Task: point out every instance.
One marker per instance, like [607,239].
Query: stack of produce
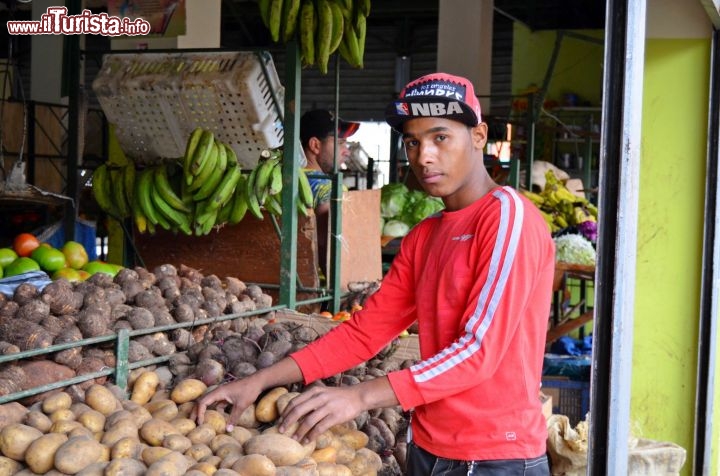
[401,208]
[203,190]
[153,433]
[562,209]
[70,261]
[322,27]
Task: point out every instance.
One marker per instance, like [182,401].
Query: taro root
[149,299]
[8,310]
[33,311]
[25,335]
[234,286]
[183,313]
[189,273]
[93,322]
[210,372]
[211,281]
[141,318]
[25,293]
[102,280]
[125,275]
[164,270]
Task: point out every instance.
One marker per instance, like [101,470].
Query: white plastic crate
[156,100]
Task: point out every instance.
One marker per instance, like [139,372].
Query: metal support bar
[708,325]
[288,240]
[617,241]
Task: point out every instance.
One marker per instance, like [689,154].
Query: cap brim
[400,111]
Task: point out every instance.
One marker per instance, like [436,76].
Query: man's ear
[479,135]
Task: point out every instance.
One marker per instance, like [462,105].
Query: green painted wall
[578,68]
[675,104]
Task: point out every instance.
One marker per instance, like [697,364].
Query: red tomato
[25,243]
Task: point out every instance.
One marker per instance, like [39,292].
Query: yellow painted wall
[578,68]
[673,151]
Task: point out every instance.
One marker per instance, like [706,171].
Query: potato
[40,455]
[101,399]
[162,409]
[127,447]
[255,464]
[93,420]
[355,439]
[124,428]
[198,451]
[266,408]
[178,442]
[331,469]
[284,399]
[281,449]
[77,453]
[325,455]
[154,431]
[202,434]
[215,419]
[223,439]
[173,464]
[15,439]
[204,468]
[152,454]
[144,387]
[183,425]
[9,465]
[125,467]
[187,390]
[365,461]
[56,401]
[39,420]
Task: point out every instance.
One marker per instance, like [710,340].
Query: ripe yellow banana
[307,31]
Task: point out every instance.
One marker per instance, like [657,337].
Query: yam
[77,453]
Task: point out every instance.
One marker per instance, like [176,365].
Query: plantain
[239,202]
[275,18]
[226,188]
[200,155]
[307,31]
[207,169]
[101,189]
[161,183]
[190,147]
[208,187]
[291,10]
[323,34]
[337,26]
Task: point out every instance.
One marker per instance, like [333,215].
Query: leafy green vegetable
[574,248]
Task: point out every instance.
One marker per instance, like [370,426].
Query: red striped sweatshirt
[479,282]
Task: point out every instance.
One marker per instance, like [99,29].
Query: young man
[477,277]
[317,139]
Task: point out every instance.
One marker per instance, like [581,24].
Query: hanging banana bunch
[321,27]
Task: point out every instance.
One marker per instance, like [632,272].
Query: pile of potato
[151,434]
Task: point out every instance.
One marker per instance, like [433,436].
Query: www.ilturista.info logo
[57,22]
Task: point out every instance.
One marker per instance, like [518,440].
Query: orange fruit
[25,243]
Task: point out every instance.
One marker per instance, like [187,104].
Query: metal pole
[290,163]
[708,325]
[617,241]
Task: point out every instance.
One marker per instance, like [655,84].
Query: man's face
[443,154]
[325,156]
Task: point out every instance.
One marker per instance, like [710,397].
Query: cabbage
[395,228]
[575,249]
[393,198]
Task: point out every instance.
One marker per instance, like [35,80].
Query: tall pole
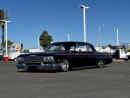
[68,37]
[99,37]
[84,20]
[38,43]
[117,37]
[6,38]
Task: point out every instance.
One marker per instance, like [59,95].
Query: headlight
[48,59]
[20,59]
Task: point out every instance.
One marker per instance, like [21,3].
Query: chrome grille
[33,59]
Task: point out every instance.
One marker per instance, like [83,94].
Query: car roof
[70,42]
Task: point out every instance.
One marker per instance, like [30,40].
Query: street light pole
[117,37]
[6,39]
[99,37]
[68,37]
[84,20]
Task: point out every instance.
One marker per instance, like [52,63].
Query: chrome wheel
[65,65]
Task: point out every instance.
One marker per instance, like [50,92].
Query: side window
[83,48]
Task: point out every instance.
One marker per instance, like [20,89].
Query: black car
[64,56]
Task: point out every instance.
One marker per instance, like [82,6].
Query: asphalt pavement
[111,81]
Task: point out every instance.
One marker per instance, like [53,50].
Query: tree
[45,39]
[3,16]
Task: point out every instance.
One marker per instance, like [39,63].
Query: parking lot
[111,81]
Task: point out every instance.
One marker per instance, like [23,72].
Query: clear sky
[60,17]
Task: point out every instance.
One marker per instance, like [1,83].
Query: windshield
[56,47]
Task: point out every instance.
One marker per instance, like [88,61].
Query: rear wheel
[100,63]
[32,68]
[65,65]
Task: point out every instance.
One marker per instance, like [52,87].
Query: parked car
[64,56]
[121,54]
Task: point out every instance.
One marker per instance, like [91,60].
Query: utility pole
[84,20]
[68,37]
[117,37]
[6,58]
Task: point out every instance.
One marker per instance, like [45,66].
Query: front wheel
[65,65]
[100,63]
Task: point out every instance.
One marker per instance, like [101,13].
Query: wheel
[100,63]
[65,65]
[31,69]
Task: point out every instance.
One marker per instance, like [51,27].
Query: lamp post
[68,37]
[6,40]
[117,37]
[84,20]
[99,35]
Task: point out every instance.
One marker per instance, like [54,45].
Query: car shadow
[89,67]
[58,71]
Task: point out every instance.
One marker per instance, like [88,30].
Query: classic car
[64,56]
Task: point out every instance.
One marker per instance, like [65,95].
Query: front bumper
[40,67]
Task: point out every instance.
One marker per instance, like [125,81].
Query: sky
[29,18]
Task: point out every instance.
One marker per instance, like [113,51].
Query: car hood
[42,54]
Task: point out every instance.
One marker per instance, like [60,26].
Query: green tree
[45,39]
[3,16]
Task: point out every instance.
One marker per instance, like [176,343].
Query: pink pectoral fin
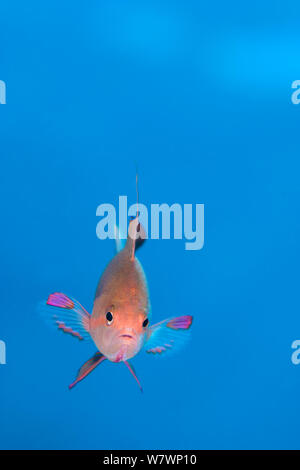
[168,335]
[87,367]
[67,314]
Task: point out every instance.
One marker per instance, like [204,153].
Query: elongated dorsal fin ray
[136,236]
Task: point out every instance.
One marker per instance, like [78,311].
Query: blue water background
[198,94]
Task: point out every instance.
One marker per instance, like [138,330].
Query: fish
[120,323]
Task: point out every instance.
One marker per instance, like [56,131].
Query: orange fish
[120,321]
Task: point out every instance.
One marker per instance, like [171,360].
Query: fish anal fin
[87,368]
[131,369]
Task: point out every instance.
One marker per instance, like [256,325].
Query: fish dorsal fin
[136,236]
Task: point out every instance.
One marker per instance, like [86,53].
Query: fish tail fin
[168,335]
[66,314]
[132,371]
[87,368]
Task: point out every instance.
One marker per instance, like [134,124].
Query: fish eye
[109,318]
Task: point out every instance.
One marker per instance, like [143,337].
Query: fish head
[120,331]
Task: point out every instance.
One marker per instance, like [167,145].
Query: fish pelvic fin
[168,335]
[66,314]
[87,368]
[132,371]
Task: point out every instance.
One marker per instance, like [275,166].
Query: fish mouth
[126,336]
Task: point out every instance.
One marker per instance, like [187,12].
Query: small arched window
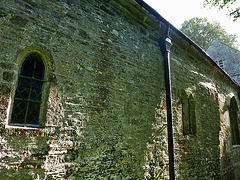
[28,95]
[188,114]
[233,113]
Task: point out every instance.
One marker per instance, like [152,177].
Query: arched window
[233,113]
[28,95]
[188,114]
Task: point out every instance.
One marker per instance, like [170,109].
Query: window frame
[48,74]
[188,114]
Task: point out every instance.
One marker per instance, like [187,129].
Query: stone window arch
[188,114]
[31,89]
[233,114]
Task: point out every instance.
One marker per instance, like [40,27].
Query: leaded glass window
[188,114]
[28,95]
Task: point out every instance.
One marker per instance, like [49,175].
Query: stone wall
[105,110]
[227,56]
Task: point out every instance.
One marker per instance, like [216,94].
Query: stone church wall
[104,114]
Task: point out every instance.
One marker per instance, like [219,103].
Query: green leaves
[202,32]
[228,4]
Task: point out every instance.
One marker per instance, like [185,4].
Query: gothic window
[188,115]
[233,113]
[28,95]
[220,63]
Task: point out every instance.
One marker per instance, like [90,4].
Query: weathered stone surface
[104,107]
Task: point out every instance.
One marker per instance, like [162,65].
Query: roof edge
[191,42]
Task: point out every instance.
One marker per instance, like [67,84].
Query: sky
[177,11]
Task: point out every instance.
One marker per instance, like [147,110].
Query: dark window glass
[188,115]
[27,101]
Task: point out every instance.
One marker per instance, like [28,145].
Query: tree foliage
[229,4]
[202,32]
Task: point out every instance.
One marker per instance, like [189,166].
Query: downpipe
[165,45]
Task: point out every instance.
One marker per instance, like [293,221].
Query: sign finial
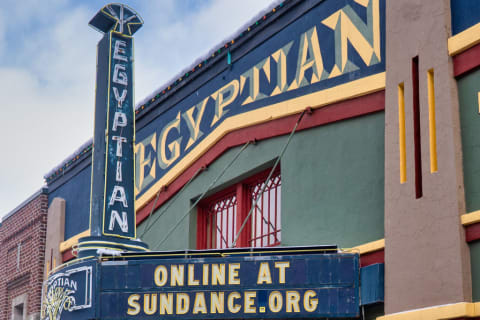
[117,17]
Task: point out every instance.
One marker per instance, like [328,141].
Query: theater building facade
[324,128]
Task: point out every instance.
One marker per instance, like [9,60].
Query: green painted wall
[475,260]
[332,186]
[468,88]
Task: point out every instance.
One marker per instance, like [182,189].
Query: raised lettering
[174,147]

-----

GOAL OF THE EXERCISE
The answer is the lines of the material above, from the one containing "Query: metal pole" down to the one containing "One marker per instance, like [59,95].", given exactly and without images.

RESPONSE TO THIS EXERCISE
Query: metal pole
[290,163]
[708,325]
[617,241]
Task: point out every instance.
One marker per instance, like [655,84].
Query: man's face
[443,154]
[325,156]
Task: point out every instance.
One marker per instance, like [710,397].
Query: cabbage
[395,228]
[575,249]
[393,198]
Task: point out every instance.
One marker per instance, like [35,80].
Query: tall pole
[68,37]
[99,37]
[84,20]
[38,43]
[117,37]
[6,38]
Task: point out every instance.
One marker per instance, like [59,95].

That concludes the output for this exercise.